**** Quoted passage

Books concerned with the ways in which the mind can hold sway over the workings of the body have become very popular in the last 10 years. Paul Martin’s
The Sickening Mind (1) was a good example of its type, and Melmed’s book arrived in the same week that I was asked to review a volume called
Stress and the Heart for the
British Medical Journal (2).
This interest may reflect an increased awareness of mind-body interactions in medicine, although my attempts to acquire a copy of the journal Advances in Mind-Body Medicine have so far failed. In our hospital library (a large university teaching establishment), copies of Time and The Economist are easier to come by than Advances in Mind-Body Medicine.
In Mind, Body, and Medicine, Melmed describes the ways in which stressors challenge the physical and psychological health of the individual. There are additional chapters on chronic fatigue and chronic pain as well as visceral pain syndromes and panic disorder and pragmatic advice about management of these disorders.

********

Reproduce the passage of the book review that opens with the words "Books concerned with" and closes with "in Mind-Body Medicine.". The material that follows is not needed for this task.

**** Provided records

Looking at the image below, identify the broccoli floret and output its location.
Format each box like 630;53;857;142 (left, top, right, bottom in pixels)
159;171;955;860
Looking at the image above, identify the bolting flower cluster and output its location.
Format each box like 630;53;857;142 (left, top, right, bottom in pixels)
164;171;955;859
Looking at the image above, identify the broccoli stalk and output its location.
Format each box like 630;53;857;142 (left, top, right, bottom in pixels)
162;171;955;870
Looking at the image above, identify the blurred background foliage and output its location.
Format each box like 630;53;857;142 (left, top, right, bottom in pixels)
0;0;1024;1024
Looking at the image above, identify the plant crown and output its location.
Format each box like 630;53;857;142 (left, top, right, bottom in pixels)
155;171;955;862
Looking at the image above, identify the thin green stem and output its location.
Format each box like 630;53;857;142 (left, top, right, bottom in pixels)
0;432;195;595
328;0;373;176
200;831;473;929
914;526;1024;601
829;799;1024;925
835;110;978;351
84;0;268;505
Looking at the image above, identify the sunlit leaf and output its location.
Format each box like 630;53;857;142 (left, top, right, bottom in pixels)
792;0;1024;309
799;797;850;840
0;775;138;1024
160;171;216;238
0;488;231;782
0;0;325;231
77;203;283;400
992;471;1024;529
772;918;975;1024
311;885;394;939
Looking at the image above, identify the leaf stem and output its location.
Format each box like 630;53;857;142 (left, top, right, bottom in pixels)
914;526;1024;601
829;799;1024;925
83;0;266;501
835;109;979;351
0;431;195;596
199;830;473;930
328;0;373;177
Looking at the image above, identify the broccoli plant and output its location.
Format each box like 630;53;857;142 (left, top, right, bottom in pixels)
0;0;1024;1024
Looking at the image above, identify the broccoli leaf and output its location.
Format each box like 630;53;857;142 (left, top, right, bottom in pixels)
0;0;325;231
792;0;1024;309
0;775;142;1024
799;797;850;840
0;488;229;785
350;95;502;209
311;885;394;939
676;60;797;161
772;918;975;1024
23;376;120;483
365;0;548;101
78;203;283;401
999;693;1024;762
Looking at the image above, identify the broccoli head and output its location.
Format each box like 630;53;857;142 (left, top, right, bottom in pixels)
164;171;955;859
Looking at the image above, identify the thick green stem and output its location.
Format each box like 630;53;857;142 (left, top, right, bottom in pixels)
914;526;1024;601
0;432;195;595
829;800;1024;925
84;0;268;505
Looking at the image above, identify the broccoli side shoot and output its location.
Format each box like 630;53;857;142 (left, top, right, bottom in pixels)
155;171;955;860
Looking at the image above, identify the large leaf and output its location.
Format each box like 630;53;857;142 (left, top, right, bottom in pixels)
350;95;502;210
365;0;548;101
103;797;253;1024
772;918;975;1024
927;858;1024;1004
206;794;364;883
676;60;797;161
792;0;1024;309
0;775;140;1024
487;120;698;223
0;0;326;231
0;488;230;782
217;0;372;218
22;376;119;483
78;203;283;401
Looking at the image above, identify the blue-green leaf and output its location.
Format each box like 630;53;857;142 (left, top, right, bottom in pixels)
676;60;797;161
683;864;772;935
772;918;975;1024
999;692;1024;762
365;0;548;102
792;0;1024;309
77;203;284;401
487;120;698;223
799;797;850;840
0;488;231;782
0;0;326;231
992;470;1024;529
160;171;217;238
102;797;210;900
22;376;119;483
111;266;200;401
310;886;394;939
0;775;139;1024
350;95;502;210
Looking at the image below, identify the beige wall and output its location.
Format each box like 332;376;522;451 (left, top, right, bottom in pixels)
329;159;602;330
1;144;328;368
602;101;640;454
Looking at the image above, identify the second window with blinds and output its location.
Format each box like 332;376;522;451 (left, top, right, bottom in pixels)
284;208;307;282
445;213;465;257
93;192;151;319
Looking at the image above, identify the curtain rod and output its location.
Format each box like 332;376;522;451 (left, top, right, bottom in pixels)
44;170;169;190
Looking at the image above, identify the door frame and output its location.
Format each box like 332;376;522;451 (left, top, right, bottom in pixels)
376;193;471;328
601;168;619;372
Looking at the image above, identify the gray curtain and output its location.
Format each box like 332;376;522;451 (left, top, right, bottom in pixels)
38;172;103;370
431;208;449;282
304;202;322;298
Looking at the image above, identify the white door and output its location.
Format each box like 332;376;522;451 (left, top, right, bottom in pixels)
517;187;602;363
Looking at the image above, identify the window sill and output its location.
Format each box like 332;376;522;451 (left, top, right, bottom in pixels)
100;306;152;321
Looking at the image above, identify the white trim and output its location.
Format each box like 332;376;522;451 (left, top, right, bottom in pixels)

********

Answer for this exercise:
Books concerned with the ways in which the mind can hold sway over the workings of the body have become very popular in the last 10 years. Paul Martin’s
The Sickening Mind (1) was a good example of its type, and Melmed’s book arrived in the same week that I was asked to review a volume called
Stress and the Heart for the
British Medical Journal (2).
This interest may reflect an increased awareness of mind-body interactions in medicine, although my attempts to acquire a copy of the journal Advances in Mind-Body Medicine have so far failed. In our hospital library (a large university teaching establishment), copies of Time and The Economist are easier to come by than Advances in Mind-Body Medicine.